* Do this *
Below are some records: retype them all exactly, but not the pictures.

**********

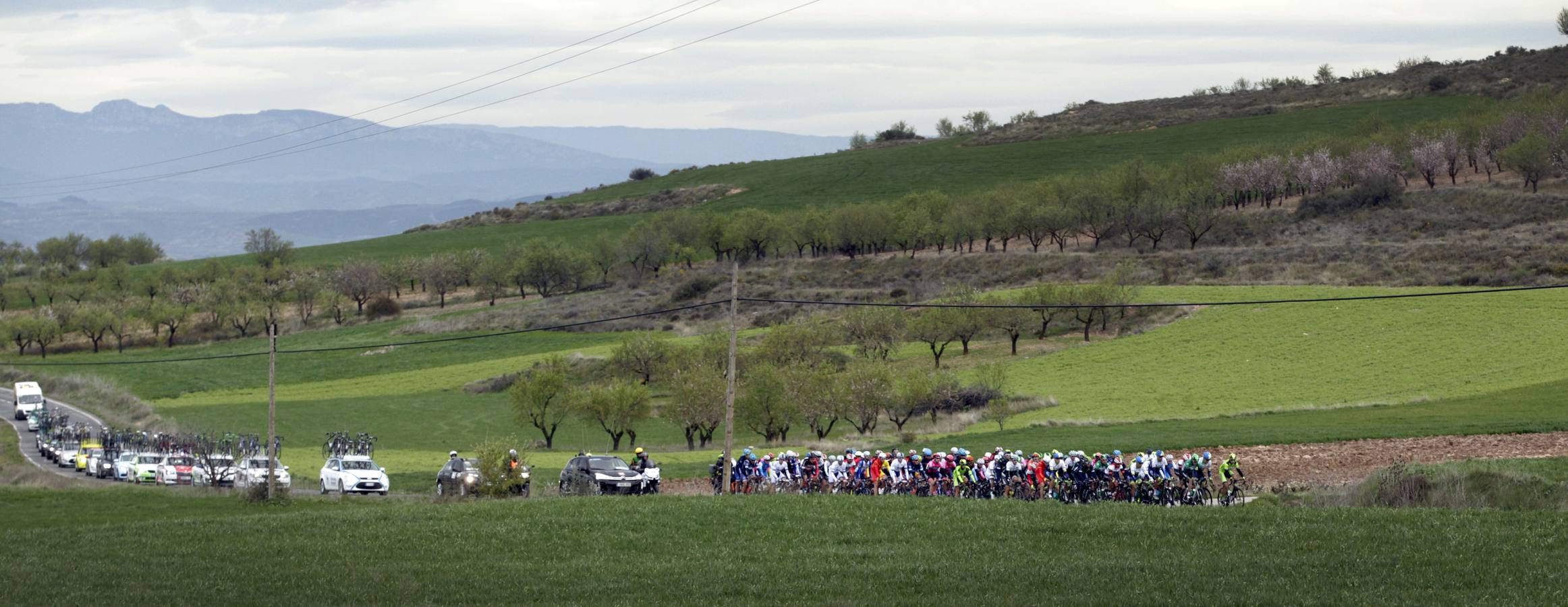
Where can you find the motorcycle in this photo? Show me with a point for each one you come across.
(650, 480)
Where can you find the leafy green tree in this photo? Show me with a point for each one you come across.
(874, 331)
(618, 407)
(1324, 76)
(642, 355)
(761, 403)
(269, 248)
(1531, 156)
(866, 389)
(697, 396)
(935, 328)
(538, 397)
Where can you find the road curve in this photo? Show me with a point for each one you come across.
(26, 438)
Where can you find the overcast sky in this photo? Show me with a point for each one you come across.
(827, 69)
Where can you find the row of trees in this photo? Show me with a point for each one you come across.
(74, 253)
(794, 377)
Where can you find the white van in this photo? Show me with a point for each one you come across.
(28, 397)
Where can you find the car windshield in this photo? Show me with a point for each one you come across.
(607, 465)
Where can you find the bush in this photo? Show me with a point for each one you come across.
(383, 306)
(497, 474)
(1370, 195)
(258, 494)
(695, 287)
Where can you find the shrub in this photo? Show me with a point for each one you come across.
(695, 287)
(1383, 194)
(383, 306)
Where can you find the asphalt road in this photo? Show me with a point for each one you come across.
(26, 441)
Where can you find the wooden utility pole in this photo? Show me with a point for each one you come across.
(729, 393)
(272, 410)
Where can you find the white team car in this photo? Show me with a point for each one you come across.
(253, 473)
(144, 469)
(126, 465)
(354, 474)
(221, 473)
(176, 469)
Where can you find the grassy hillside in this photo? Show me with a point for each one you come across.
(1256, 358)
(891, 171)
(678, 550)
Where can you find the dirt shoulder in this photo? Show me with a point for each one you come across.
(1316, 465)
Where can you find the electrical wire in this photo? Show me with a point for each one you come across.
(1153, 305)
(800, 301)
(298, 150)
(367, 345)
(355, 115)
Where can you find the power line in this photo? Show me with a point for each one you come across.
(369, 345)
(358, 113)
(1154, 305)
(298, 148)
(800, 301)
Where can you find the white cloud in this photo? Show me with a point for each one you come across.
(830, 68)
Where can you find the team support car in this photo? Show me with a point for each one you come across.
(253, 473)
(66, 454)
(146, 468)
(214, 471)
(124, 465)
(458, 478)
(354, 474)
(28, 397)
(599, 475)
(176, 469)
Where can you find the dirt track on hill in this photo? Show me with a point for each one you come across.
(1341, 463)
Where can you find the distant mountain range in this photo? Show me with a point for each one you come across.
(344, 192)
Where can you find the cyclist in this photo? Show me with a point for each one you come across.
(1230, 471)
(639, 460)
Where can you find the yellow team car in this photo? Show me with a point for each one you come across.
(85, 452)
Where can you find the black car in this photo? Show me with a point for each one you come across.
(458, 478)
(599, 475)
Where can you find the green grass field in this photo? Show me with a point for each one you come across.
(1446, 366)
(893, 171)
(772, 551)
(1260, 358)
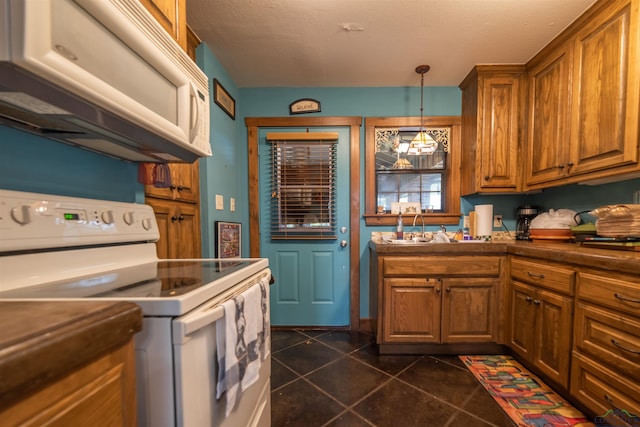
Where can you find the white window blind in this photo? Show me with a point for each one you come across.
(303, 185)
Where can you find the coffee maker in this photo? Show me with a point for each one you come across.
(524, 215)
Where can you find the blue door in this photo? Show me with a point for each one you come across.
(312, 276)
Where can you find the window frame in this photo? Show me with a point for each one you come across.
(285, 181)
(452, 181)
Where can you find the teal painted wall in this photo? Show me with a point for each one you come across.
(402, 101)
(31, 163)
(225, 172)
(39, 165)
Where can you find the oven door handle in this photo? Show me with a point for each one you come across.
(209, 313)
(193, 322)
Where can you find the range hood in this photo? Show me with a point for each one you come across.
(101, 75)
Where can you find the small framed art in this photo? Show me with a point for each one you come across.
(228, 239)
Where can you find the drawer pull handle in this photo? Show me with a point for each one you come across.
(621, 347)
(623, 298)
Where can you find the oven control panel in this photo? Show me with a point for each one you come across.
(37, 221)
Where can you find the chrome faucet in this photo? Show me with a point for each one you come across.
(414, 223)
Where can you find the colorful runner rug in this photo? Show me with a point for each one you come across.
(526, 399)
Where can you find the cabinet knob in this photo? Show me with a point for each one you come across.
(623, 298)
(621, 347)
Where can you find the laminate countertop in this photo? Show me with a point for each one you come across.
(568, 253)
(43, 341)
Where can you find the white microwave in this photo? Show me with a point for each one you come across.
(102, 75)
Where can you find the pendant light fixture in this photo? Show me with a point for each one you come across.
(422, 143)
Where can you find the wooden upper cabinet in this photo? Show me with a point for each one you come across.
(179, 227)
(605, 90)
(492, 117)
(548, 127)
(584, 100)
(172, 15)
(184, 184)
(193, 41)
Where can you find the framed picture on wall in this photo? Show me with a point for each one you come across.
(228, 239)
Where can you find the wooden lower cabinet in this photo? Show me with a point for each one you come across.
(179, 226)
(605, 371)
(540, 329)
(425, 301)
(100, 393)
(468, 310)
(540, 319)
(412, 310)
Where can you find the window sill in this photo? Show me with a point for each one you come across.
(429, 219)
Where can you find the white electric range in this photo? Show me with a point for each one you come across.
(62, 248)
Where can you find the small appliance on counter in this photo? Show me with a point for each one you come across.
(524, 215)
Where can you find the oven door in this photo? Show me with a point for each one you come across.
(196, 371)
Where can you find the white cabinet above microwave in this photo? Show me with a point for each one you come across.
(103, 75)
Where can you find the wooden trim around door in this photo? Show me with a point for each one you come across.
(354, 123)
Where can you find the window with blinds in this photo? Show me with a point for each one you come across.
(303, 185)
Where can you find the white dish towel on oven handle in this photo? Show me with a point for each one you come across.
(242, 338)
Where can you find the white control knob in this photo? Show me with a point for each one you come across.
(21, 214)
(128, 218)
(107, 217)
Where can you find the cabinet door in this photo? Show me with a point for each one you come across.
(605, 91)
(549, 124)
(188, 243)
(553, 335)
(412, 310)
(500, 127)
(163, 212)
(172, 15)
(468, 310)
(522, 315)
(179, 226)
(184, 184)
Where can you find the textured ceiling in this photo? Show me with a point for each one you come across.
(373, 43)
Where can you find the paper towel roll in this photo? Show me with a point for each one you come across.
(484, 220)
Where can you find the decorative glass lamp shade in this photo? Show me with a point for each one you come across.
(422, 143)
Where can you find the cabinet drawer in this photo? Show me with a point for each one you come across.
(621, 295)
(460, 266)
(601, 389)
(612, 339)
(549, 276)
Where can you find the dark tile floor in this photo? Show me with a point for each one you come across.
(337, 378)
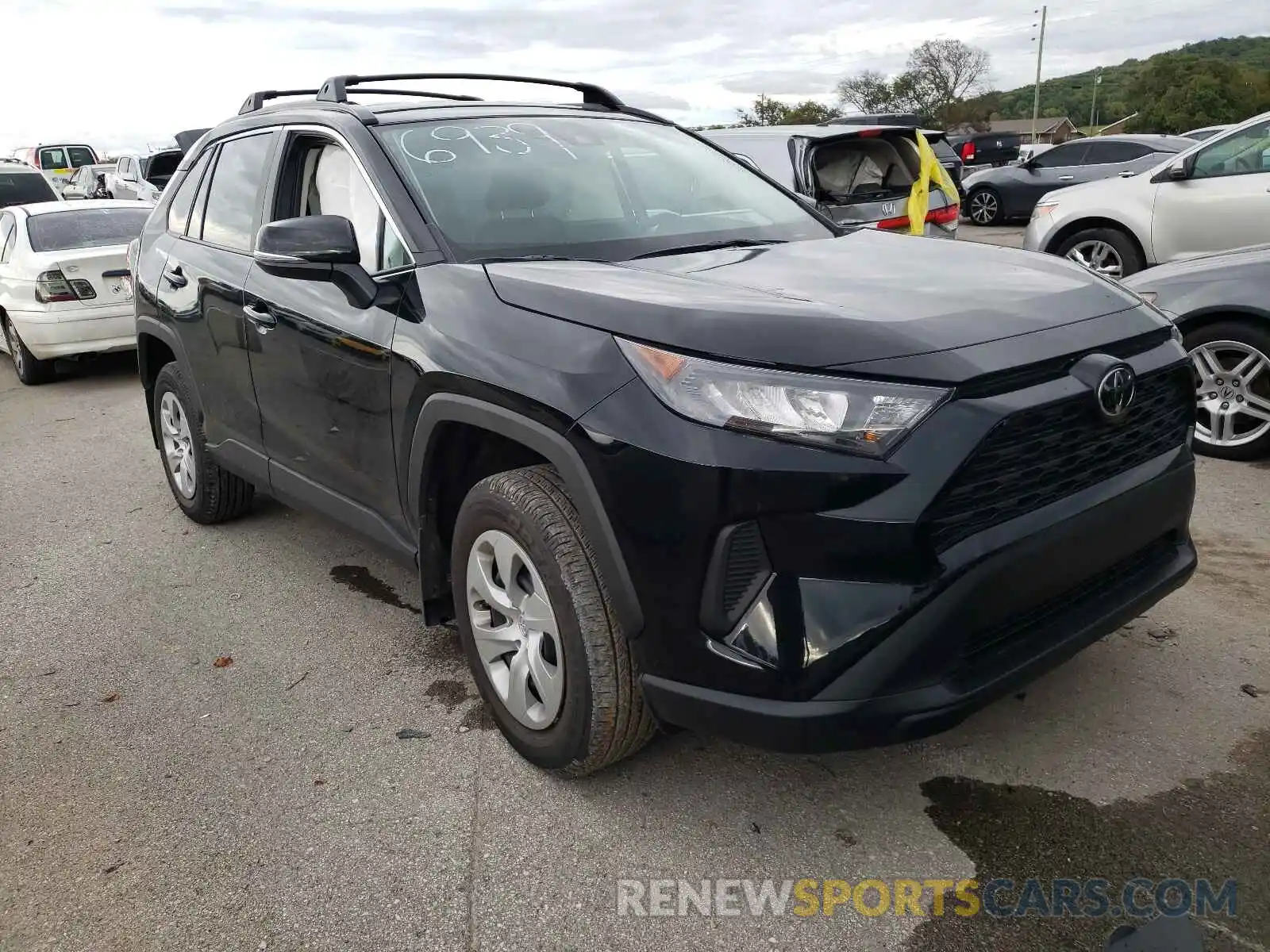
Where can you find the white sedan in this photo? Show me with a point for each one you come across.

**********

* The reply *
Where can you find the motorcycle in this photo? Show me with a point for each one you come across.
(650, 480)
Where can you find the leafy green tree in this photo? Show me with a point for each one you come across.
(874, 331)
(618, 407)
(1324, 76)
(642, 355)
(761, 403)
(269, 248)
(1531, 156)
(866, 389)
(697, 396)
(935, 328)
(538, 397)
Where can you find the road curve in this photo? Show me with a point for each one you come across.
(26, 438)
Where can you find the overcast sky in this photo? Show me with a point for each one you come across.
(827, 69)
Where can you find the row of trees in this photo? Show me with a point for each one you come across.
(74, 253)
(794, 377)
Where can you find the white van in this photo? Show me with a point for each one you come across.
(28, 397)
Where can you find the car windshield in this photo? Show me with a point for each one you come across.
(607, 465)
Where can you find the bush in this photo? Show me with a point for each one you come across.
(383, 306)
(497, 474)
(1370, 195)
(258, 494)
(695, 287)
Where can you find the shrub in this photo? Show me with a point for each one you come across.
(695, 287)
(1383, 194)
(383, 306)
Where can you find the asphalt road in this photo? Show me with a point for each one you come across.
(26, 441)
Where can you find the wooden utility pole in this photo? Show me with a point for each one you come across.
(729, 393)
(272, 410)
Where can you find the white team car in this photo? Show me with a point for each one you come across.
(253, 473)
(144, 469)
(126, 465)
(354, 474)
(221, 473)
(176, 469)
Where can you find the grassy hillside in this photo? Show me with a point for each one you come across.
(1256, 358)
(891, 171)
(678, 550)
Where can you find the dirt shoulder in this photo? Show me with a point for each one you come across.
(1316, 465)
Where can you find the electrical wire in this photo? Show me with a point for each one you come across.
(1153, 305)
(800, 301)
(298, 150)
(367, 345)
(355, 115)
Where can you find the power line in this photo? Show me with a point for each one you come across.
(369, 345)
(358, 113)
(1154, 305)
(298, 148)
(800, 301)
Where can you find the white cloud in this photo? Show me with a point for each one you come across.
(830, 68)
Where can you find the team support car in this photo? Show me with a point for each one you come across.
(253, 473)
(66, 454)
(146, 468)
(214, 471)
(124, 465)
(458, 478)
(354, 474)
(28, 397)
(599, 475)
(176, 469)
Where can you find the dirt track on hill in this photo? Show me with a point for each one you come across.
(1341, 463)
Where can you find the distant mountain range in this photo? Show me with a point for each one you come across.
(344, 192)
Where can you find the cyclist in this photo? Show me with a point for each one you come across.
(1230, 471)
(639, 460)
Where can you find the yellow team car in this photo? Show me with a point for each one you come across.
(85, 452)
Where can you find the black car in this photo? Show me with a point for each one you come across.
(458, 478)
(599, 475)
Where can you find the green grass field in this photo? Show me with a point for each one you come across.
(1446, 366)
(893, 171)
(772, 551)
(1260, 358)
Where can you find the white window blind in this photo? Show me with a point for each one you come across.
(303, 185)
Where can you find the coffee maker in this photo? Show me with a point for each one you come across.
(524, 215)
Where can you find the blue door in this photo? Show me with a point for each one you come across.
(312, 276)
Where can you find the window frame in this photo? Show me with a point for each one you come across.
(285, 181)
(452, 181)
Where can you find the teal painted wall in this photo? Show me with a point for each one you come across.
(402, 101)
(31, 163)
(225, 172)
(39, 165)
Where can you find the oven door handle in this photo? Show me with a point for each one you come across.
(209, 313)
(193, 322)
Where can you find the range hood in this photo? Show me with a point for each one you come across.
(101, 75)
Where can you find the small framed art in this photo? Show me with a point for each one you come across.
(228, 239)
Where can you find the drawer pull handle in this photo? Show me with a point for each one you come across.
(621, 347)
(623, 298)
Where can you find the oven control panel in this photo? Show me with a point for each one you come across.
(37, 221)
Where can you find the chrome faucet in this photo? Show me with a point for each one you come across.
(414, 223)
Where can you find the colorful runner rug in this photo? Show me with a point for each one you come across.
(526, 399)
Where can you find the cabinet knob in this photo? Show me with a point for each one you come across.
(623, 298)
(621, 347)
Where can you find the laminate countertop in this photo? Show me with a point for each one you come across.
(568, 253)
(43, 341)
Where can you find the white microwave in this photo? Show me with a point for each one you come across.
(102, 75)
Where can you find the pendant light fixture in this photo? Show me with a point for each one you come across.
(422, 143)
Where can you find the wooden upper cabinet in this photo? Show me with a point for each one you come across.
(179, 227)
(605, 90)
(492, 117)
(548, 127)
(584, 100)
(172, 15)
(184, 184)
(193, 41)
Where can you find the framed picture on wall in this photo? Show me with a point for each one you come across.
(228, 239)
Where can you find the wooden lower cabinet in this photo? Show me with a point for each one you come across.
(179, 226)
(605, 371)
(540, 329)
(425, 301)
(100, 393)
(468, 310)
(540, 319)
(412, 310)
Where can you find the window sill in this photo? Show me with a point for each one you come across.
(429, 219)
Where can you find the white electric range in this photo? Show me with a point for each one you come across.
(62, 248)
Where can you find the small appliance on counter in this photo? Show me with a point for each one you come across.
(524, 215)
Where can you find the oven door in this photo? Show me with a point for each one you come across.
(196, 371)
Where can you find the white cabinet above microwave in this photo? Show me with a point for each one you come across.
(103, 75)
Where can you find the wooden trim around door in this photo? Show me with a point for each one you come across.
(354, 123)
Where can you find the window with blinds in this photo? Show me with a point for each one you come across.
(303, 185)
Where can you find the white dish towel on oven handle in this photo? Show me with a point for each one you come across.
(242, 338)
Where can you find the white control knob in this photo? Show me with a point for each one you come across.
(21, 214)
(128, 218)
(107, 217)
Where can you find the cabinet door in this photo? Show me with a point for each one you come across.
(605, 91)
(549, 124)
(188, 243)
(553, 335)
(412, 310)
(500, 127)
(163, 212)
(172, 15)
(468, 310)
(522, 315)
(179, 226)
(184, 184)
Where can you find the textured ceiling in this photo? Show me with a point for each one you come across.
(373, 43)
Where can you find the paper towel roll in this photo? Show me with a point for each one you come across.
(484, 220)
Where can you find the decorative glass lamp shade in this photo? Show me with a point for each one you come across.
(422, 143)
Where can you find the cabinet drawer in this photo? Show me with a point for each one you come across.
(621, 295)
(460, 266)
(601, 389)
(612, 339)
(549, 276)
Where can you find the dark tile floor in this photo? Show me with a point for each one you come across.
(337, 378)
Where can you find the white sedan in this photo? Show me with a point for each one you come across.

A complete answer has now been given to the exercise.